Document extract ::
And before anyone suggests it's the culture building that matters, my rejoinder is: why are there still articles bemoaning the fact that people are leaving advertising for other jobs? Why is it I am personally seeing the burnout rate of people leaving the advertising industry at a much lower median age than I did when I started seventeen years ago? It's because A. Inefficiency suggests a lack of respect from management and B. A lack of compensation for all the incredibly long hours put in for management who doesn't respect you. There are only so many mandatory fun times and team-building off-sites you can have before it all seems terribly hollow.
Put another way, you can have a dozen of the freshest microbrews on tap in your agency but if you work so much and are so beaten down you're self-medicating with said beer, instead of mingling with your "cool, awesome peers," then it isn't culture. It's a joke. Culture can't be fabricated. And no twenty page internal agency deck will make people adhere to something that isn't true. I've worked at some shops that believe in the cult of personality so much they remind me of what happens when North Korea demands its starving population sing songs to Dear Leader: People participate out of fear, not love.
Culture happens when you have the right mix of creative people, pay them well, and let them do their jobs. And again, that ecosystem takes time to build, and it also requires the willingness of all parties to show respect. Not just to people above them but to people below them, too. Otherwise the end result is you feel like an overworked cog in a hamster wheel you'd rather not be part of, while a marching band plays a pep rally song you don't believe.

Material shown ::
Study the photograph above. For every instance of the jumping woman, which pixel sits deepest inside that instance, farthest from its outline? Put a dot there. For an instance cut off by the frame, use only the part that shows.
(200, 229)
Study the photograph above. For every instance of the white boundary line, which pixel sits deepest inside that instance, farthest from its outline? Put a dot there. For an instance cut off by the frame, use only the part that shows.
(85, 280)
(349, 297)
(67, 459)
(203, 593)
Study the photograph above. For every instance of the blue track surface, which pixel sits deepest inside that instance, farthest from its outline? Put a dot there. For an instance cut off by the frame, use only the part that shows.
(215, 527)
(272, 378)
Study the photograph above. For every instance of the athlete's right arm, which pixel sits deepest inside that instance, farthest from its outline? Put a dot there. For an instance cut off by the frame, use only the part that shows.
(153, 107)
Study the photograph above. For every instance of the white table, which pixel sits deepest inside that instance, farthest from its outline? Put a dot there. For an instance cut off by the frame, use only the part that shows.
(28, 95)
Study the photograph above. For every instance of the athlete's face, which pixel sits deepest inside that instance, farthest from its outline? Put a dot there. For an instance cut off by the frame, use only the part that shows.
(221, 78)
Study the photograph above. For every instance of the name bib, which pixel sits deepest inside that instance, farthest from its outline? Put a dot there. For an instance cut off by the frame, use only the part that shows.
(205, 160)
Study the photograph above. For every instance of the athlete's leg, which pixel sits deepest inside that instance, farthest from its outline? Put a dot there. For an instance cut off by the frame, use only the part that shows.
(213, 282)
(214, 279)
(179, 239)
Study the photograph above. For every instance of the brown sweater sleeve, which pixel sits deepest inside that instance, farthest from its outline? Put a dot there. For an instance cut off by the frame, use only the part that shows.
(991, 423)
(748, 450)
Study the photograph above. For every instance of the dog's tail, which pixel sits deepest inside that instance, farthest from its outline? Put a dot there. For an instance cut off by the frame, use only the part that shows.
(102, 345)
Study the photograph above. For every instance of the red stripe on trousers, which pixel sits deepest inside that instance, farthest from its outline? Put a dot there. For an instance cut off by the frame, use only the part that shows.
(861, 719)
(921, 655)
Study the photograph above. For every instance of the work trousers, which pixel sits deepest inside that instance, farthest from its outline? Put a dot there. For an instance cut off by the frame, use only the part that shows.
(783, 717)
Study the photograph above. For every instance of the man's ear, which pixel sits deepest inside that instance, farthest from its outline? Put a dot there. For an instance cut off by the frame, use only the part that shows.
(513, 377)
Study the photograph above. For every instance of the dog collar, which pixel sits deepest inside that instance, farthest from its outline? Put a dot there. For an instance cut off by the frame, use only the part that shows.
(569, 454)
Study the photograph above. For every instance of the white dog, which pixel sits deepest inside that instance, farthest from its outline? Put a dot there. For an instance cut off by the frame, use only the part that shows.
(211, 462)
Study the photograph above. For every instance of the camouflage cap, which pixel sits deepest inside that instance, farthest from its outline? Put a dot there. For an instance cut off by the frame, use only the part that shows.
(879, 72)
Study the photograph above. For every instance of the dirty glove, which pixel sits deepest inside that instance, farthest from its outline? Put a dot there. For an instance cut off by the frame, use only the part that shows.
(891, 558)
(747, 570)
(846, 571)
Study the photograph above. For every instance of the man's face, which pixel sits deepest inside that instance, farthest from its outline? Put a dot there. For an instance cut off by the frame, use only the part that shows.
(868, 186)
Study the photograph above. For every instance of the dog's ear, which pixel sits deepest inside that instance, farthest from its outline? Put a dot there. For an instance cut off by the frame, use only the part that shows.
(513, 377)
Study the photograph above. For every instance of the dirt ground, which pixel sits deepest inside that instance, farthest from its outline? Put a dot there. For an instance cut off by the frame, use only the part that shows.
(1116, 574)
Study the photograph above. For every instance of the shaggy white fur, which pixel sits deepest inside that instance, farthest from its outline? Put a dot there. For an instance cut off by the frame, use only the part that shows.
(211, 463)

Exercise tasks ::
1. Copy the passage on agency culture word for word, from "Culture happens when" to "you don't believe.".
2. Pick up the passage on advertising agency culture after its final sentence and keep writing.

Answers for this exercise ::
1.
Culture happens when you have the right mix of creative people, pay them well, and let them do their jobs. And again, that ecosystem takes time to build, and it also requires the willingness of all parties to show respect. Not just to people above them but to people below them, too. Otherwise the end result is you feel like an overworked cog in a hamster wheel you'd rather not be part of, while a marching band plays a pep rally song you don't believe.

2.
I would not be surprised if the problem ends up solving itself. By doing nothing, or coming up with even more boneheaded solutions to the issue rather than solving the real problems, advertising will drive the best and brightest junior level employees out of the industry. Presto. No more issue.
One of the quotes in that Campaign article stood out to me:
First off, they can live at home since Mom lives in the same city. Not all of us grew up where the ad agencies are. When I was starting out in Manhattan, the best agencies offered me unpaid placements, or college credit sort of deals. That has to be gone. I took my first 'real' ad job at an agency that paid a salary. A tiny one, but it was pay. Pay that barely stretched past the rent, but rent was paid. Like you point out, 50 grand a year is not half-bad in other cities, but ad agencies tend to collect where housing costs a small fortune. You can only share with neurotic roommates for so long before you get fed up with that. The housing prices crisis isn't just affecting people in advertising, it affects everyone who have lower salaries, and especially those who actually keep a community going: teachers, firemen, policemen, nurses.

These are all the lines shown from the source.